### EXTRAIT DU TEXTE
━━━━━━━━━━━━━━━━━━━━

Un ruban tricolore pour une ambition numérique
Le 27 juin, à l’heure où la capitale bruissait déjà des sonorités d’une rentrée académique anticipée, les ciseaux officiels de la ministre de l’Enseignement supérieur, le professeur Delphine Edith Emmanuel, ont découpé le ruban inaugural du laboratoire multimédia pédagogique de l’Agence universitaire de la Francophonie. Cette mise en service, saluée par le ministre de l’Enseignement préscolaire, primaire, secondaire et de l’Alphabétisation, Jean Luc Mouthou, s’inscrit dans la continuité de l’engagement national pour un enseignement résolument tourné vers le numérique. « Ouvrir l’esprit des jeunes au numérique est fondamental », a rappelé la ministre, soulignant la cohérence de cette initiative avec la stratégie gouvernementale de digitalisation des services publics.
Une architecture technopédagogique au service des universités
Concrètement, le laboratoire rassemble plusieurs plateaux de captation audio-vidéo, un dispositif de pilotage à distance et une suite logicielle de montage permettant, selon les mots de Donjul Tchi Ngoma, responsable du campus numérique de l’AUF-Congo, « aux enseignants de produire seuls des contenus de qualité professionnelle ». Compatible avec les principales plateformes d’apprentissage en ligne, l’outil autorise l’encapsulation de formats variés, du micro-cours interactif au module long certifiant, facilitant ainsi la scénarisation pédagogique et l’actualisation continue des supports. Pour les établissements partenaires, il s’agit d’un saut qualitatif qui réduit le coût de production des ressources et affranchit la formation à distance des aléas de bande passante grâce aux optimisations de compression.
Un levier de souveraineté cognitive et linguistique
Au-delà de la prouesse technique, la direction de l’AUF revendique une portée stratégique. Le président Sorin Mihai Cîmpeanu insiste sur la « nécessité d’avoir des enseignants formés pour enseigner en ligne et disposer de suffisamment de contenu digital », rappelant que la production locale de savoirs est un gage d’indépendance intellectuelle. Dans un contexte où les bibliothèques virtuelles sont dominées par des ressources anglophones, l’initiative brazzavilloise contribue à densifier l’offre francophone et à préserver la diversité culturelle. Le recteur de l’AUF, le professeur Slim Khalbous, renchérit : « Le laboratoire multimédia pédagogique est un outil techno-pédagogique qui permet de faire toutes les modifications possibles sur les cours en ligne, faire des scénarisations. »

━━━━━━━━━━━━━━━━━━━━

### CONSIGNE A
Transcrivez sans rien changer tout ce qui va de « Une architecture technopédagogique » jusqu'à « optimisations de compression. » dans l'article sur le laboratoire multimédia.

━━━━━━━━━━━━━━━━━━━━

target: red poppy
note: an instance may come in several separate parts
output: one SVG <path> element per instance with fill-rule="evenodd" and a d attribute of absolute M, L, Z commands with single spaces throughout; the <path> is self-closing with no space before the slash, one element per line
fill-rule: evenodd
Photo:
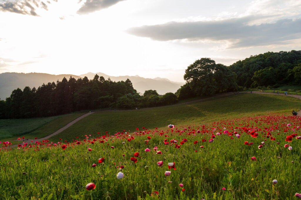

━━━━━━━━━━━━━━━━━━━━

### CONSIGNE B
Extrayez toutes les lignes du bloc 1 et reproduisez-les à l'identique, en laissant l'image de côté.

### RÉPONSE A
Une architecture technopédagogique au service des universités
Concrètement, le laboratoire rassemble plusieurs plateaux de captation audio-vidéo, un dispositif de pilotage à distance et une suite logicielle de montage permettant, selon les mots de Donjul Tchi Ngoma, responsable du campus numérique de l’AUF-Congo, « aux enseignants de produire seuls des contenus de qualité professionnelle ». Compatible avec les principales plateformes d’apprentissage en ligne, l’outil autorise l’encapsulation de formats variés, du micro-cours interactif au module long certifiant, facilitant ainsi la scénarisation pédagogique et l’actualisation continue des supports. Pour les établissements partenaires, il s’agit d’un saut qualitatif qui réduit le coût de production des ressources et affranchit la formation à distance des aléas de bande passante grâce aux optimisations de compression.

### RÉPONSE B
target: red poppy
note: an instance may come in several separate parts
output: one SVG <path> element per instance with fill-rule="evenodd" and a d attribute of absolute M, L, Z commands with single spaces throughout; the <path> is self-closing with no space before the slash, one element per line
fill-rule: evenodd
Photo:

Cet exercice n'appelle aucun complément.